Volume 14, 1903, pg. 481


[Thomas Godolphin Rooper, 1847-1903, was an inspector of schools and personal friend of Charlotte Mason; much of his writing was for her P.N.E.U. meetings. His essay "Lyonesse" describes his time as a student at the Harrow boarding school. After he died (of spinal tuberculosis at the age of 56), Mason wrote this essay, and included it as a chapter in her book, "Formation of Character," vol 5 of her series. He never married.]

On the 20th of May, 1903, at his residence, 12, Cumberland Place, Southampton, Thomas Godolphin Rooper, in whom the P.N.E.U. mourns a wise counselor, an unsparing helper and a staunch friend, from the day of its inception until now.

The Parents' National Educational Union has sustained an immeasurable loss in the death of Mr. Thomas Godolphin Rooper. From the first inception of the Union he was with us. He was a member of the first committee, who, some sixteen years ago (in 1887), held many meetings in Bradford to discuss the ways and means of launching the P.N.E.U. He went straight to the principles of the Union, and embraced them with great warmth and insight.

His power of appreciation, in the fullest sense of the word, the outcome of a fine and highly cultivated mind, of wide reading and a wide knowledge of affairs, enabled him to weigh delicately and justly the possibilities and performances of the Union. He considered, for example, "That the Parents' Union is the most important society for stimulating discussion" (on educational matters). Also, I believe he thought that, in proportion as parents brought themselves to take an active part in educational thought and educational schemes, would schools become altogether living and serviceable. The discriminating quality, which enabled Mr. Rooper to appreciate justly and hope steadfastly both as regards to the P.N.E.U. and an immense number of other educational efforts and outputs, made him also a keen critic. All who worked with him had the assurance that, if there were a defect, he would see it an would help to mend it.

*Jobs*:
- A) Summarize the memorial notice for Thomas Godolphin Rooper in two sentences.
- B) Resume the tribute to Thomas Godolphin Rooper after its last sentence, writing one further paragraph in the same formal voice.

*Entries from an annotation dataset*:
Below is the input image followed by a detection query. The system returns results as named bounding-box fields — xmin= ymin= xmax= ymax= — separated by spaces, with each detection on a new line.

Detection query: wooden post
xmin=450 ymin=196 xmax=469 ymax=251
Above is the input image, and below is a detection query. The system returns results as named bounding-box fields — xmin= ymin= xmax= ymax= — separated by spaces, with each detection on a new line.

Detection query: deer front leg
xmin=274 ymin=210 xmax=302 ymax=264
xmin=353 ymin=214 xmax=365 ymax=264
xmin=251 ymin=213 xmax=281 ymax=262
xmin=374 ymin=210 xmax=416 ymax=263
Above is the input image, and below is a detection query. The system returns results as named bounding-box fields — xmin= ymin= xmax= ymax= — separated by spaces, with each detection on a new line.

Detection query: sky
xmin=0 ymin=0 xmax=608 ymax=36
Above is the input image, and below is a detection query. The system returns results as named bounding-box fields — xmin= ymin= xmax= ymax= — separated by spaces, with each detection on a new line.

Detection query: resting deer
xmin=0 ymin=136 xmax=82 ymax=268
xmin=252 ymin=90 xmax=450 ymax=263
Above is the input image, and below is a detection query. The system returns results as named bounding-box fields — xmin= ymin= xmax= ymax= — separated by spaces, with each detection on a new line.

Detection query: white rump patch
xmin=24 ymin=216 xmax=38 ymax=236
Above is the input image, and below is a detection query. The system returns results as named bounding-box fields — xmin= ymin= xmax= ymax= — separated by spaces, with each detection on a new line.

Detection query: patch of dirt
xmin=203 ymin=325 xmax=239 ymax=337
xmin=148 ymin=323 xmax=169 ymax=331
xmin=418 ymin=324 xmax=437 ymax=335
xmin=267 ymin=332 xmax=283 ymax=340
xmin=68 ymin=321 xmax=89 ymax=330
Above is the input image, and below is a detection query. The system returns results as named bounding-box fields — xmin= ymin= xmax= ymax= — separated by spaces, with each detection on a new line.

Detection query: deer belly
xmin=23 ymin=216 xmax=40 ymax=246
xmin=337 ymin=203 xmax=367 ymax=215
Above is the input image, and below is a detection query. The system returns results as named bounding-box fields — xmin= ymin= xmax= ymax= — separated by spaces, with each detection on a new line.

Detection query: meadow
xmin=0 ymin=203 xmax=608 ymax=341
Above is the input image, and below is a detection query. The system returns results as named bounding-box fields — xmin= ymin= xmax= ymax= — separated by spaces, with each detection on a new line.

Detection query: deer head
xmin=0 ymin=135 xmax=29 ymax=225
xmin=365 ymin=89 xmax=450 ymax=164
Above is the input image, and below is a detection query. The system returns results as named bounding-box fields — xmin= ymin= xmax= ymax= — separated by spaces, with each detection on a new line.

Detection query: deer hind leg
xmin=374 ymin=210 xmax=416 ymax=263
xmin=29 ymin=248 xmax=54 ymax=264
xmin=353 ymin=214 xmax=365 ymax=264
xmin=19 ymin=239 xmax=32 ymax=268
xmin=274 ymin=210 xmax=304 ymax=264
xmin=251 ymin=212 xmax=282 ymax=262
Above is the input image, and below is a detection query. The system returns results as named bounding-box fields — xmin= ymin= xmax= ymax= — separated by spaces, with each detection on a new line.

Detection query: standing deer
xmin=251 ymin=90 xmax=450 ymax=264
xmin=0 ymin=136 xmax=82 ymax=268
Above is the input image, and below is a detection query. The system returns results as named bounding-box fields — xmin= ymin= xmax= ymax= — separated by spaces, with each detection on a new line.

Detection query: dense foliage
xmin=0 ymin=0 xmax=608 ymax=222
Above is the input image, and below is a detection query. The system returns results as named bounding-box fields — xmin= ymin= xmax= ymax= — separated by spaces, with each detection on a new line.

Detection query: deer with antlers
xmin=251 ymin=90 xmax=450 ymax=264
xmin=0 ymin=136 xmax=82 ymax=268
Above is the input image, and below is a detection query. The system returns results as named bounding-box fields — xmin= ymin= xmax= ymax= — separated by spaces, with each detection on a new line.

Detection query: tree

*Solved tasks*:
- A) The Parents' National Educational Union mourns Thomas Godolphin Rooper, who died on May 20, 1903, at his residence in Southampton. He had served on the Union's first committee in 1887 and embraced its principles with warmth and insight, and his cultivated mind let him judge the Union's possibilities justly while making him a keen critic who would see any defect and help to mend it.

- B)
In the matters of encouragement and of just criticism, his value appears to have been profoundly felt both by the Board of Education, by other members of the Inspectorate, by the teachers in his district, and by many and curiously various educational bodies and associations. But we, of the P.N.E.U., seem to have worked a new vein in that so rich mind and generous nature. One would say that he had a singular power of self-effacement, except that there appeared to be no self to efface; "it is all in the day's work," he would say to his nurses when they sympathised with his weariness in the last sad days; and the saying was a key to his life. He appeared to find no necessity for self-expression or for self-advancement; the work, and he there to do it, appeared to limit his outlook. It is here, I think, the P.N.E.U. has reason to rejoice in having drawn from him some graceful and scholarly output of his cultivated mind. He probably would never have written for the sake of literary expression, but we have obtained from him from time to time lectures which make up two volumes of essays,* full of wisdom, literary charm and profoundly philosophic teaching. The secretary of a branch would invite him to lecture; he always appeared to think such an invitation as honour, and the address he wrote for the occasion, while touching on some question of the hour, would rifle his treasures of wisdom, scholarship and wide reading. The essay on Reverence, or The Ideal in Education, will occur to some of us; this sort of phrase we find in it, "Without great thoughts there are no great deeds"; "the true spirit of patriotism is . . . such an appreciation of his country's greatness as leads a man to be humble, modest, ready to sacrifice himself as an insignificant portion for the good of the whole community." I must digress here, to notice how the sterling character of Mr. Rooper's thought proceeded from the fact that it was the outcome of his life. "I feel like a soldier who has given his life for his country," he said smilingly towards the end, and it is curious how the fact has been recognized. It has been well said of him the "he died a martyr to the cause of education."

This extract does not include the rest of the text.